____ VORLIEGENDER TEXT

Welche Emotionen löst der Begriff Digitalisierung bei Ihnen aus? Vermutlich ist die Antwort davon abhängig, welche generelle Einstellung Sie zu Technologie haben, welche Erfahrungen Sie bisher im beruflichen und im privaten Umfeld mit der Digitalisierung gemacht haben und möglicherweise auch davon, wie alt Sie sind.
Der Privatmensch
Im Privatleben wie auch im Büroalltag wissen wir die die Annehmlichkeiten zu schätzen, die für uns seit dem Aufkommen von PCs in den 70er Jahren ganz selbstverständlich geworden sind. Alles was dazu dient unsere Arbeit und unseren Alltag zu erleichtern, nehmen wir dankend in Anspruch. Ein gewisses Unbehagen darüber, in welcher Geschwindigkeit sich die Welt im Bereich der IT ändert ist mancherorts zu vernehmen. Besorgnis wird von der einen oder anderen Schlagzeile ausgelöst, wenn wieder einmal von schwerwiegenden Virenattacken, vom Auftauchen persönlicher, vertraulicher Daten in der Öffentlichkeit oder über andere Horrorszenarien berichtet wird.

________
____ DATENEINTRÄGE

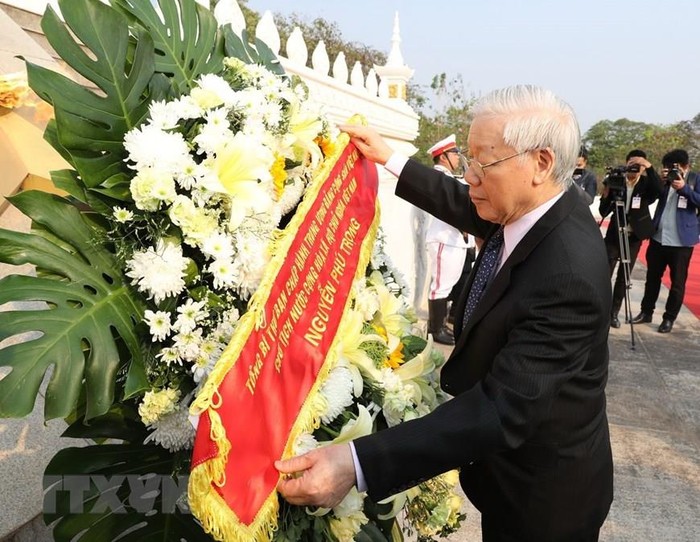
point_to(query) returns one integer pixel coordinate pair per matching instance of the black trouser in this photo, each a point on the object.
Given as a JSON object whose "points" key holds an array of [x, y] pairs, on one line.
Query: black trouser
{"points": [[659, 257], [613, 259], [497, 531]]}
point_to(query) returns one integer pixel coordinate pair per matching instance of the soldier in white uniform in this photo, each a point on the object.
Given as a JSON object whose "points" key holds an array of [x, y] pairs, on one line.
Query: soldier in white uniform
{"points": [[447, 248]]}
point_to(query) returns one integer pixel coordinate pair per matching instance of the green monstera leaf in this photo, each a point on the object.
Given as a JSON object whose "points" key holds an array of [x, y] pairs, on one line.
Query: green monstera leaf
{"points": [[185, 35], [90, 124], [125, 492], [85, 309]]}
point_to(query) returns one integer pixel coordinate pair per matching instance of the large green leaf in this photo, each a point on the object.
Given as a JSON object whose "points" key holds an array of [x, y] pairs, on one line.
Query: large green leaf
{"points": [[122, 507], [185, 36], [90, 126], [85, 309]]}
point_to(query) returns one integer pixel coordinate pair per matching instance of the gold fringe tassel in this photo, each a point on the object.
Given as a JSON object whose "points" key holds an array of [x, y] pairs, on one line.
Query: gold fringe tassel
{"points": [[206, 503]]}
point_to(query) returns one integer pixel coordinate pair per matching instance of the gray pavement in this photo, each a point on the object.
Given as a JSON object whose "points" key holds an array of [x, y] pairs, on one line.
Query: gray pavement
{"points": [[653, 408], [654, 412]]}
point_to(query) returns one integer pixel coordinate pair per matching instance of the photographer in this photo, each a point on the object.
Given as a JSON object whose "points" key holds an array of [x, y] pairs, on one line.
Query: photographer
{"points": [[584, 178], [677, 230], [637, 186]]}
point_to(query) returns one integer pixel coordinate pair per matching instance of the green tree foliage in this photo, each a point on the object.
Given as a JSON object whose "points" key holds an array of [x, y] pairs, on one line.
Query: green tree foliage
{"points": [[443, 111], [608, 142], [314, 31]]}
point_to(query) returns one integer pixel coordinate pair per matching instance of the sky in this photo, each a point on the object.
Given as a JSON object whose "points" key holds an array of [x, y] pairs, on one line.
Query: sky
{"points": [[612, 59]]}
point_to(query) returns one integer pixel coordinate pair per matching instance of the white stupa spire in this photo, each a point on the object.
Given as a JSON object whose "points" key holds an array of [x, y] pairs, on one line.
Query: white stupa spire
{"points": [[395, 74]]}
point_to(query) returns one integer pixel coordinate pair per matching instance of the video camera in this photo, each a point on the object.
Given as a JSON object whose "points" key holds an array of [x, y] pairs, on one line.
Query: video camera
{"points": [[674, 174], [615, 178]]}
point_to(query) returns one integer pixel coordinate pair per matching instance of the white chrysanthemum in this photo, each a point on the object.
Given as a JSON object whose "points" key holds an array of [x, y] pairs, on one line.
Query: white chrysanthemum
{"points": [[160, 271], [163, 115], [158, 323], [169, 355], [337, 390], [351, 504], [349, 517], [251, 260], [122, 215], [197, 223], [187, 108], [151, 187], [187, 344], [149, 146], [218, 245], [224, 272], [304, 443], [173, 431], [224, 330], [293, 191], [190, 314], [211, 137], [366, 300], [398, 397], [190, 176], [156, 404], [211, 91]]}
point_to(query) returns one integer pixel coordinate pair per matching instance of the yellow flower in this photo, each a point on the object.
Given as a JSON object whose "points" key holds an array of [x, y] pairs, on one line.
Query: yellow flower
{"points": [[348, 345], [157, 404], [13, 90], [327, 146], [241, 165], [396, 358], [304, 126], [279, 175]]}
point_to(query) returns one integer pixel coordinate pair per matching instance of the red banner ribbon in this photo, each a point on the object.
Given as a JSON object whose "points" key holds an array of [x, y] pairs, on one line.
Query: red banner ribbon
{"points": [[260, 396]]}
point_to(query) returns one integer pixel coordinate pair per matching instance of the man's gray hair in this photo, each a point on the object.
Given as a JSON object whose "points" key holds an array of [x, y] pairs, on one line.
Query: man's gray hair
{"points": [[535, 118]]}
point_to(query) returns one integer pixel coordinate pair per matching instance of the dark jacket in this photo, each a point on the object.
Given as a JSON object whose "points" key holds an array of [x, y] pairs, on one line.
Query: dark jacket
{"points": [[588, 183], [527, 425], [687, 219], [648, 188]]}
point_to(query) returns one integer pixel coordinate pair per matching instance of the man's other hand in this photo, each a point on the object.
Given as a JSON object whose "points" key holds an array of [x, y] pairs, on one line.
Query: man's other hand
{"points": [[321, 477], [369, 142]]}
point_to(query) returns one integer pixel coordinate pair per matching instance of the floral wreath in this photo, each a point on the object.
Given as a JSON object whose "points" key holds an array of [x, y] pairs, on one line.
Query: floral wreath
{"points": [[185, 169]]}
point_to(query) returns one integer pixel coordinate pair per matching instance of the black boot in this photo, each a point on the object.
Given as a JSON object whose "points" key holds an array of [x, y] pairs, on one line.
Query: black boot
{"points": [[437, 310]]}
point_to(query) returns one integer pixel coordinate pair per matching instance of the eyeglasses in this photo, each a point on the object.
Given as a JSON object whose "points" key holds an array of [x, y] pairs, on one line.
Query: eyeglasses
{"points": [[478, 168]]}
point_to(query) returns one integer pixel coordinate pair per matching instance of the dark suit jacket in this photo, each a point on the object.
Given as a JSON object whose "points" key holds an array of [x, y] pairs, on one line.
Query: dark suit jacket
{"points": [[688, 218], [527, 424], [648, 189]]}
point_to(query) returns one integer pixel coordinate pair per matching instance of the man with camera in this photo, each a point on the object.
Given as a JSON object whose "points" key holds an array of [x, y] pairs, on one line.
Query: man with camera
{"points": [[677, 230], [585, 178], [628, 190]]}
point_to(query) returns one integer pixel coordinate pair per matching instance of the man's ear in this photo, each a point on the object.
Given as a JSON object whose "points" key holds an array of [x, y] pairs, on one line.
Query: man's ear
{"points": [[544, 165]]}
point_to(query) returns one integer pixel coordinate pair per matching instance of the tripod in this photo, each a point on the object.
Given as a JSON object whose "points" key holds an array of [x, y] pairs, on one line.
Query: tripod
{"points": [[625, 260]]}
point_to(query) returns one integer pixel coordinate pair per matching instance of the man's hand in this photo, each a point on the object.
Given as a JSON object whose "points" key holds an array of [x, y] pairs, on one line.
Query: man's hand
{"points": [[321, 477], [369, 142]]}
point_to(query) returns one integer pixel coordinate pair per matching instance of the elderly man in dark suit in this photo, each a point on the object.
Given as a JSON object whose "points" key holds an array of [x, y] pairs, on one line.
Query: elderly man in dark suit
{"points": [[527, 425]]}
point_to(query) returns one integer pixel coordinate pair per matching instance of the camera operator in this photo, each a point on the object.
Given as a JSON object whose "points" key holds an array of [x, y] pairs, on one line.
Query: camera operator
{"points": [[584, 178], [640, 188], [677, 230]]}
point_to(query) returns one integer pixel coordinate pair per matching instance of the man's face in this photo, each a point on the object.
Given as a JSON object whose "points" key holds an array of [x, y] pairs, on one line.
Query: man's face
{"points": [[506, 190]]}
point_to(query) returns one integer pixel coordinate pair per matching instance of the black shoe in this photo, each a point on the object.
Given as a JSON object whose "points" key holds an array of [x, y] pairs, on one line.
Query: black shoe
{"points": [[666, 326], [642, 318], [443, 336]]}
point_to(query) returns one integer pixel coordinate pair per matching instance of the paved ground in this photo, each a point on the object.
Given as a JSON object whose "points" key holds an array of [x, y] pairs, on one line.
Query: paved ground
{"points": [[654, 411]]}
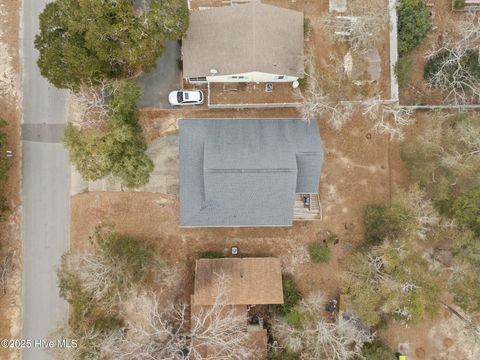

________

■ AUFGABENSTELLUNG: Seit wann sind dem Text zur Digitalisierung zufolge die Annehmlichkeiten für uns ganz selbstverständlich geworden?

■ LÖSUNG: Seit dem Aufkommen von PCs in den 70er Jahren.